### What this task involves
Will you write out the data exactly, excluding every picture?

### Source data
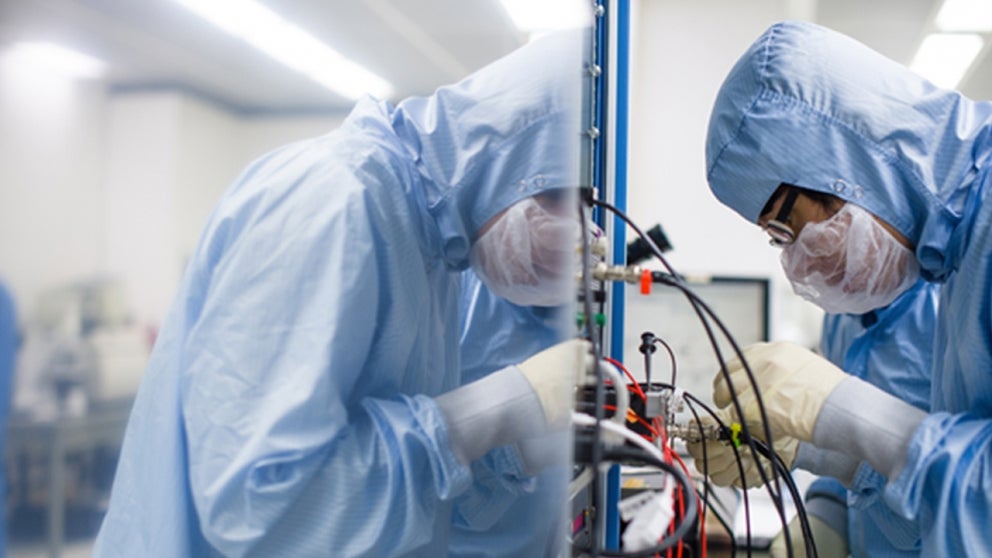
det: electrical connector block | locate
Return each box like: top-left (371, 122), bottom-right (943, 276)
top-left (642, 389), bottom-right (684, 419)
top-left (643, 391), bottom-right (667, 419)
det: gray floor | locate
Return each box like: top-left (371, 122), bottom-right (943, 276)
top-left (9, 539), bottom-right (94, 558)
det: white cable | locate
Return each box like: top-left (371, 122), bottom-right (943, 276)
top-left (572, 411), bottom-right (696, 553)
top-left (572, 411), bottom-right (665, 464)
top-left (598, 359), bottom-right (630, 433)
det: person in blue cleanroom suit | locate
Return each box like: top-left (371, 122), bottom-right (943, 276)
top-left (690, 277), bottom-right (939, 557)
top-left (93, 30), bottom-right (587, 558)
top-left (807, 280), bottom-right (937, 558)
top-left (448, 271), bottom-right (574, 557)
top-left (0, 279), bottom-right (16, 558)
top-left (765, 277), bottom-right (938, 558)
top-left (694, 19), bottom-right (992, 556)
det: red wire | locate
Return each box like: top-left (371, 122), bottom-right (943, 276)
top-left (676, 480), bottom-right (685, 558)
top-left (602, 377), bottom-right (707, 556)
top-left (605, 356), bottom-right (647, 401)
top-left (650, 418), bottom-right (677, 558)
top-left (602, 405), bottom-right (660, 440)
top-left (657, 418), bottom-right (673, 464)
top-left (669, 450), bottom-right (706, 558)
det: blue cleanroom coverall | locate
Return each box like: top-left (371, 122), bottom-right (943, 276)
top-left (448, 271), bottom-right (572, 556)
top-left (814, 278), bottom-right (937, 557)
top-left (706, 20), bottom-right (992, 556)
top-left (0, 280), bottom-right (15, 558)
top-left (94, 31), bottom-right (582, 557)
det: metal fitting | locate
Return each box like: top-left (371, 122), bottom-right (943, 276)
top-left (665, 423), bottom-right (724, 444)
top-left (591, 262), bottom-right (642, 283)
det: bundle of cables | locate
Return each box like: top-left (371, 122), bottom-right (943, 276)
top-left (574, 189), bottom-right (817, 558)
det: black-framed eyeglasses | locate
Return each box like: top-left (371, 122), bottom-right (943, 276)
top-left (764, 189), bottom-right (799, 247)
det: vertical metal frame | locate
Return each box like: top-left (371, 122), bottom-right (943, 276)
top-left (590, 0), bottom-right (631, 551)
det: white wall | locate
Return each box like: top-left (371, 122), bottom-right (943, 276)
top-left (103, 92), bottom-right (186, 330)
top-left (103, 91), bottom-right (345, 329)
top-left (0, 62), bottom-right (344, 338)
top-left (627, 0), bottom-right (825, 348)
top-left (0, 56), bottom-right (108, 318)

### Output of the task
det: electrical connector block | locate
Return each box like: top-left (371, 122), bottom-right (943, 276)
top-left (642, 389), bottom-right (684, 419)
top-left (643, 391), bottom-right (667, 419)
det: gray floor | locate
Return each box like: top-left (371, 122), bottom-right (943, 276)
top-left (9, 539), bottom-right (94, 558)
det: white cable | locate
Return each box like: top-left (371, 122), bottom-right (943, 276)
top-left (572, 411), bottom-right (696, 553)
top-left (572, 411), bottom-right (665, 464)
top-left (598, 359), bottom-right (630, 433)
det: person in blue cleanroom suit | locate
Return each box like: top-left (371, 122), bottom-right (943, 276)
top-left (690, 277), bottom-right (939, 557)
top-left (93, 30), bottom-right (587, 558)
top-left (807, 280), bottom-right (937, 558)
top-left (448, 271), bottom-right (574, 557)
top-left (0, 279), bottom-right (16, 558)
top-left (765, 277), bottom-right (938, 558)
top-left (694, 19), bottom-right (992, 556)
det: red wire | locate
Return each box like: top-left (371, 122), bottom-right (943, 276)
top-left (676, 480), bottom-right (685, 558)
top-left (602, 377), bottom-right (707, 556)
top-left (605, 356), bottom-right (647, 401)
top-left (650, 418), bottom-right (677, 558)
top-left (602, 405), bottom-right (660, 440)
top-left (657, 418), bottom-right (673, 464)
top-left (669, 450), bottom-right (706, 558)
det: blue cleanroom coverall | locate
Return each box like: top-left (371, 122), bottom-right (943, 276)
top-left (448, 271), bottom-right (572, 556)
top-left (814, 278), bottom-right (937, 557)
top-left (706, 20), bottom-right (992, 556)
top-left (0, 280), bottom-right (15, 558)
top-left (94, 31), bottom-right (582, 557)
det: metal fitting | locate
Return each box like: top-left (371, 122), bottom-right (943, 276)
top-left (665, 423), bottom-right (724, 444)
top-left (591, 262), bottom-right (642, 283)
det: bundle of cables | locate
Return each box like: top-left (371, 122), bottom-right (943, 276)
top-left (574, 189), bottom-right (817, 558)
det: black-framed eyeglasses | locate
Return each box like: top-left (371, 122), bottom-right (943, 276)
top-left (764, 189), bottom-right (799, 247)
det: vertical metal frame | locate
Return each box like: top-left (371, 122), bottom-right (943, 276)
top-left (590, 0), bottom-right (631, 551)
det: white wall | locate
Return each box like: top-left (371, 122), bottom-right (943, 276)
top-left (103, 92), bottom-right (186, 330)
top-left (103, 91), bottom-right (345, 329)
top-left (0, 62), bottom-right (344, 338)
top-left (627, 0), bottom-right (825, 348)
top-left (0, 56), bottom-right (108, 318)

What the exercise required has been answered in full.